▸ Provided text:
========

Case title: Sanjay Maruti Jadhav v. Amit Tatoba Sawant

Case no: Civil appeal No. 72 of 2012

Dated on: April 26,2024

Quorum: Justice Vikram Nath.

Facts of the case:
A Leave and License Agreement was entered between the Appellants and the Respondent. The Appellants are the owners of the property, which was the subject matter of the Suit. The Respondent herein had filed Suit against the Appellant for illegal and unauthorized eviction from the Suit Schedule property which was decreed by the Trial Court and further concurred by the High Court as well. Appellant, aggrieved by the Orders of the High Court, preferred Civil Appeal wherein the Supreme Court had reserved the matter for orders on 18.01.2024. The Supreme Court, left it open for the parties to move appropriate application within a period of two weeks, in case there is any probability for settlement. However, as three months elapsed and since no such application was filed, the Hon’ble Supreme Court proceeded to decide the matter on merits.
Contentions of the appellant:
The Appellants contended that the Suit under Section 6 of The Specific Relief Act not being maintainable. The subject property was handed over voluntarily by the Respondent and to prove the said contention the Appellant relied on the Possession Receipt.
Contentions of the respondent:
The Respondent filed a suit, within six months of dispossession, under Section 6 of the Specific Relief Act, 1961 by alleging that they were illegally and unauthorizedly by use of force, evicted by the Appellant.

========

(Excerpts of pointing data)
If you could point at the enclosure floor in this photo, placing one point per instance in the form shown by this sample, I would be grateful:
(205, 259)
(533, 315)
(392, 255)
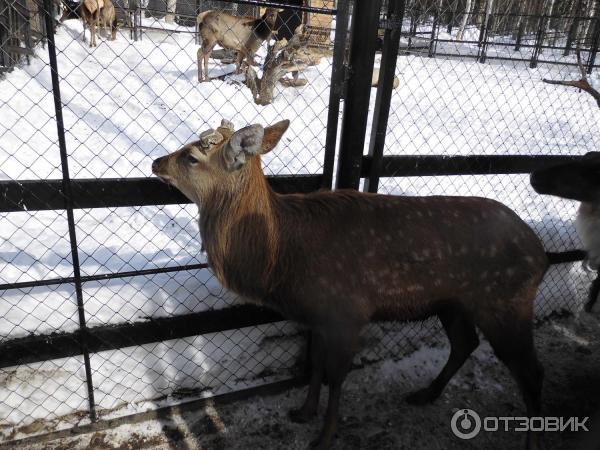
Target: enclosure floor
(374, 413)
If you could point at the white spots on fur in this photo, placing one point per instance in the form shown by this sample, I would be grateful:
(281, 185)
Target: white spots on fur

========

▸ Task list:
A – According to the case summary, what did the appellants rely on to show that the respondent handed over the property voluntarily?
B – Write the next part of the case summary, picking up after its last sentence.

▸ Answers to the tasks:
A – The Possession Receipt.

B –
Whether any merit is there in the Appeal preferred and whether any interference is required?
Legal Provisions:
Section 6 of the Specific Relief Act: Suit by person disposed of immovable property.
Courts judgement and analysis:
The Trial Court decreed the suit of the Respondent disbelieving the contentions of the Appellants that the subject property was handed over voluntarily by the Respondent thereby not talking into consideration the possession receipt relied upon by the Appellant. The Trial Court rejected the appellant’s plea of non-maintainability of the suit under Section 6 of the Specific Relief Act. Appellant, aggrieved by the decision preferred a Revision Petition before the High Court, which was also dismissed. The High Court also found that the plea of maintainability of the suit raised by the appellant was devoid of merits and further concurred with the finding of the Trial Court that the Respondent was illegally dispossessed by the Respondent. The Appeal is accordingly dismissed as there are concurrent findings, based upon the evidence on record and findings of fact.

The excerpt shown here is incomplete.